The last Hammer film from gothic-era director Terence Fisher, and the final of eight Frankenstein films for the company, Frankenstein And The Monster From Hell is both a deliberately anachronistic reminder of what made the company great, and a stark explanation for its slow death.
The setting is one of the series’ most evocative as Dr Simon Helder (Captain Cronos – Vampire Hunter’s Shane Briant)’s attempt to follow in Baron von Frankenstein footsteps, results in him following them far too closely – sentenced to five years behind the dungeon-walls of an asylum.
There he discovers Frankenstein (the iconic Peter Cushing) still alive, having turned the hospital into his playground, and two embark on a new wave of necromancy, with the aid of mute token beauty Sarah (Taste The Blood Of Dracula’s Madeline Smith).
Despite the death of his beloved wife Helen the year before, Cushing is on pristine form. Icy and precise, his predatory mannerisms are magnetic – giving every impression of only really noticing someone when they present themselves as a target for his bonesaw.
While it’s nice to see the Baron have a bit of a bromance too – harking back to Paul Krempe in the first film – Helder’s characterisation is wildly inconsistent.

————

■ **STUDY QUESTIONS**
A. Can you extract the review's wording from "The last Hammer" to "Dracula’s Madeline Smith)."?
B. According to the review, what sentence does Dr Simon Helder receive?
The listing that comes next is unrelated to the review.

————

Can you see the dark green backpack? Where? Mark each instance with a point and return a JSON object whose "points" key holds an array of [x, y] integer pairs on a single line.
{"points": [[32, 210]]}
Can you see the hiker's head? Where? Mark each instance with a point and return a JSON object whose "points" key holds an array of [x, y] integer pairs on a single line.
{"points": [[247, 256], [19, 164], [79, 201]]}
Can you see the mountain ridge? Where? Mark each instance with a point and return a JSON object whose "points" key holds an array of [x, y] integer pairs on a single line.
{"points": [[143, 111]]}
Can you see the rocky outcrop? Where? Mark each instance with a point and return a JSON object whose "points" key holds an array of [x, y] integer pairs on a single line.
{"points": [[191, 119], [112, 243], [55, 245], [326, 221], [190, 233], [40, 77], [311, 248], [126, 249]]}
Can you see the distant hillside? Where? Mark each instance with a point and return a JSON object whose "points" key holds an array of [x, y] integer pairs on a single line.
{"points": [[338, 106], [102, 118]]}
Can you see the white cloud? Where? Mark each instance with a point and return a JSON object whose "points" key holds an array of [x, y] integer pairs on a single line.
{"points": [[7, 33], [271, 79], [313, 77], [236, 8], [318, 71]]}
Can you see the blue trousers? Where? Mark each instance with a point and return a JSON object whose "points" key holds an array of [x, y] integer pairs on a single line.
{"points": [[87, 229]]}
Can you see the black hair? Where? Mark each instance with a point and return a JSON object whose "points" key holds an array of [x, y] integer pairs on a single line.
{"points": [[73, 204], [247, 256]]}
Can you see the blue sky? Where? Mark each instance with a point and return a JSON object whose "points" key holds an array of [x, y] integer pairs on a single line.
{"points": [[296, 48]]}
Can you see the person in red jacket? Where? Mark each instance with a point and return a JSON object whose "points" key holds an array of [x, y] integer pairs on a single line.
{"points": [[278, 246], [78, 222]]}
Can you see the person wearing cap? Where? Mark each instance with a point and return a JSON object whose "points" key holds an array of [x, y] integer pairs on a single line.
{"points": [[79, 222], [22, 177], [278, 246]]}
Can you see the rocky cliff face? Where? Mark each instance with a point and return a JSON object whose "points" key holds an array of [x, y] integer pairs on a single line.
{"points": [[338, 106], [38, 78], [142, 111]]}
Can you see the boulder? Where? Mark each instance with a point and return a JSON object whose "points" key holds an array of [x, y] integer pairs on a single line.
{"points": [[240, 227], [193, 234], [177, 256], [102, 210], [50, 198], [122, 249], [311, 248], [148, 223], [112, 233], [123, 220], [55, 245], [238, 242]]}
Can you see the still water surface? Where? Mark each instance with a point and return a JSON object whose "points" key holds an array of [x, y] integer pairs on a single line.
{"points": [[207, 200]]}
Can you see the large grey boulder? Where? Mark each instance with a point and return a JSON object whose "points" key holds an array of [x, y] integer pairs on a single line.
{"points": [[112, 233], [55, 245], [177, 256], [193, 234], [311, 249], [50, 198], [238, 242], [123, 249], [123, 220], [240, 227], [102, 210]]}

————

■ **ANSWERS FOR THE EXERCISE**
A.
The last Hammer film from gothic-era director Terence Fisher, and the final of eight Frankenstein films for the company, Frankenstein And The Monster From Hell is both a deliberately anachronistic reminder of what made the company great, and a stark explanation for its slow death.
The setting is one of the series’ most evocative as Dr Simon Helder (Captain Cronos – Vampire Hunter’s Shane Briant)’s attempt to follow in Baron von Frankenstein footsteps, results in him following them far too closely – sentenced to five years behind the dungeon-walls of an asylum.
There he discovers Frankenstein (the iconic Peter Cushing) still alive, having turned the hospital into his playground, and two embark on a new wave of necromancy, with the aid of mute token beauty Sarah (Taste The Blood Of Dracula’s Madeline Smith).

B. Five years behind the dungeon-walls of an asylum.